### What you are asked to do
How many lines in the block of data below contain the word "blind"? Reply with the number alone.

(A block of data)
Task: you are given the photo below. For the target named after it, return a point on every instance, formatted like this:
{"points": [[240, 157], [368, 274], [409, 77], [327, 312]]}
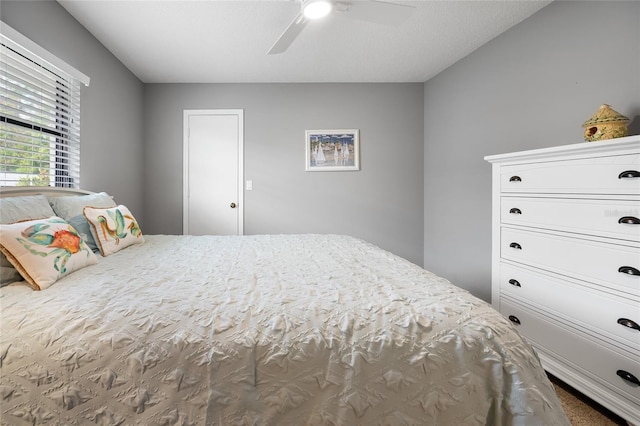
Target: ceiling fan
{"points": [[380, 12]]}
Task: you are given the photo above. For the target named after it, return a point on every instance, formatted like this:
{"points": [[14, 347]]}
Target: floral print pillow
{"points": [[44, 250], [113, 228]]}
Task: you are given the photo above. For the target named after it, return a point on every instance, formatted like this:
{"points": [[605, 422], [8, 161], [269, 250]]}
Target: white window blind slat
{"points": [[39, 117]]}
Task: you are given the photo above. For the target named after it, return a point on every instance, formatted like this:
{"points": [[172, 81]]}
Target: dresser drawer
{"points": [[605, 264], [607, 218], [595, 311], [603, 175], [593, 358]]}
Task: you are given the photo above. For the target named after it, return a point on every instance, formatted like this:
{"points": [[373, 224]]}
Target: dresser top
{"points": [[626, 145]]}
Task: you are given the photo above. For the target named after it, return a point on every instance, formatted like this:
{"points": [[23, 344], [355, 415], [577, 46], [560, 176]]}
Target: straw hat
{"points": [[606, 123]]}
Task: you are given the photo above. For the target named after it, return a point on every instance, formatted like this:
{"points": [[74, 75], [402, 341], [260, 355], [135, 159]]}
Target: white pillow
{"points": [[69, 206], [113, 228], [44, 250]]}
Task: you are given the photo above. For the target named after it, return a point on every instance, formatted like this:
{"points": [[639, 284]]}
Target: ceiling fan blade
{"points": [[286, 38], [380, 12]]}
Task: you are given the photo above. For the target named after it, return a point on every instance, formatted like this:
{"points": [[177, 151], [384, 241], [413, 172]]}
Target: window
{"points": [[39, 117]]}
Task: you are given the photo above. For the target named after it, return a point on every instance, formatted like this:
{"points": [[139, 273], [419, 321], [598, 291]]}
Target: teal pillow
{"points": [[70, 207]]}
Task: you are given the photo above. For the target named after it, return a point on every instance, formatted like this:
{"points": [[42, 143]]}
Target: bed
{"points": [[255, 330]]}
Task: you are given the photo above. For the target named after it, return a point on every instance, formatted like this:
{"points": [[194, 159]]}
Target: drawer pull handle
{"points": [[625, 375], [514, 283], [514, 319], [629, 323], [629, 220], [629, 270], [629, 174]]}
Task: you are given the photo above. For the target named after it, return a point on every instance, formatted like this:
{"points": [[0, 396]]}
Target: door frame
{"points": [[187, 113]]}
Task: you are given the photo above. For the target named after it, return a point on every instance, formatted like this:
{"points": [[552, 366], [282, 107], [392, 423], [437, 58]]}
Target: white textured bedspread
{"points": [[263, 330]]}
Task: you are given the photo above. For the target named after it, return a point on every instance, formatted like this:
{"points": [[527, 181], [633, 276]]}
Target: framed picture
{"points": [[332, 150]]}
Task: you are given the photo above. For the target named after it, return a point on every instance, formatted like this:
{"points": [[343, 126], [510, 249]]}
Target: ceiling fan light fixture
{"points": [[317, 9]]}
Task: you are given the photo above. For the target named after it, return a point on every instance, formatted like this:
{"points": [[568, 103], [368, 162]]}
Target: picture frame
{"points": [[332, 150]]}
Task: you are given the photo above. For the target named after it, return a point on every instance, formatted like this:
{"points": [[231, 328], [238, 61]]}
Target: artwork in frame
{"points": [[332, 150]]}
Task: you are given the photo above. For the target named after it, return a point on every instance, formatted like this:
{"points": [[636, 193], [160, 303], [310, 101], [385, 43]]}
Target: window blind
{"points": [[39, 119]]}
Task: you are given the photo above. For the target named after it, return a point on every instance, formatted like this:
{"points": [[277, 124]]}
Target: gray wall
{"points": [[382, 203], [531, 87], [111, 120]]}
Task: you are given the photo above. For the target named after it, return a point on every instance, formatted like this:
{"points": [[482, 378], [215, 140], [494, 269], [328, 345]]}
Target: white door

### Answer
2